══ Extract ══
# .22 Magnim



## eddiefish5 (May 2, 2012)

I'm looking for a .22 Magnum Revolver.
I know it sounds silly, but on the show Swamp People, the lady, Liz has one and it apears to be a ten shot. I can't find any ten shot revolvers out there.
Anyone have any ideas which make/model she has?
How about ten shot cylindars?
Thanks


----------



## Jon54 (Feb 16, 2012)

Look up the Ruger Single 10


----------



## eddiefish5 (May 2, 2012)

Thanks Jon, but the Ruger ten is only in lr, not available in magnum. At least as far as I've seen.


----------



## cwl1862 (Sep 1, 2008)

There is the Taurus 941 I think but it's only a 9 shooter.......


----------



## eddiefish5 (May 2, 2012)

cwl, Thanks, the 941 is very much like what I'm after. Now I get even pickier.
looking for at least a 6" barrel. W/adjustable rear sight.
═══
══ Data shown ══
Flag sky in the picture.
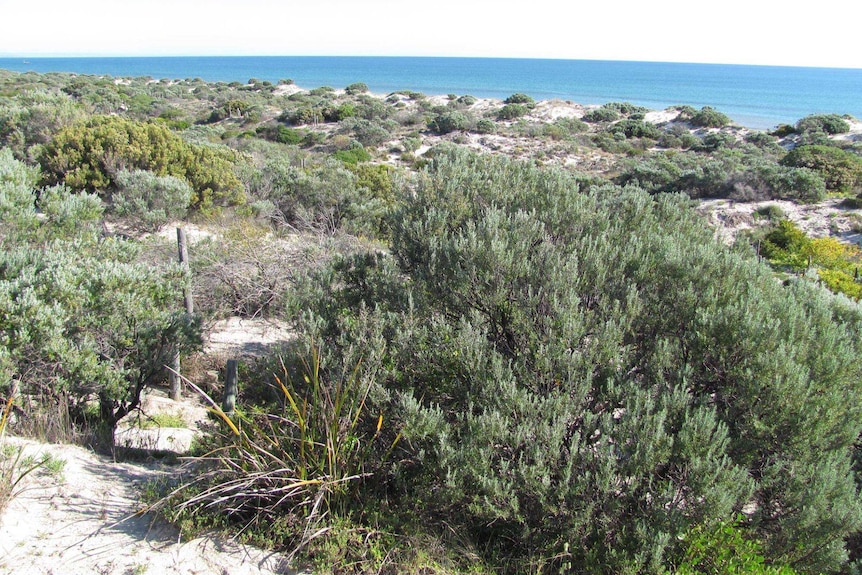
[0,0,862,68]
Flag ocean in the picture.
[0,56,862,130]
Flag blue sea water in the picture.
[0,56,862,129]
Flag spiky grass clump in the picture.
[155,349,398,551]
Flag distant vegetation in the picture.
[0,71,862,574]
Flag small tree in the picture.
[112,170,192,232]
[0,158,200,440]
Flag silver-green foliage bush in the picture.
[0,152,200,430]
[301,146,862,573]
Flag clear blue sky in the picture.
[0,0,862,68]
═══
Task set:
A: Name each user who posted in the revolver forum thread, listing every username once.
B: In the revolver forum thread, what minimum barrel length does eddiefish5 want?
C: Write out the part of the revolver forum thread that begins at the words "Look up the" and ends after the words "as I've seen.", keeping it word for word.
The entries come from a separate source, not from the forum thread.

Answers for the exercise:
A: eddiefish5, Jon54, cwl1862

B: At least a 6" barrel.

C:
Look up the Ruger Single 10


----------



## eddiefish5 (May 2, 2012)

Thanks Jon, but the Ruger ten is only in lr, not available in magnum. At least as far as I've seen.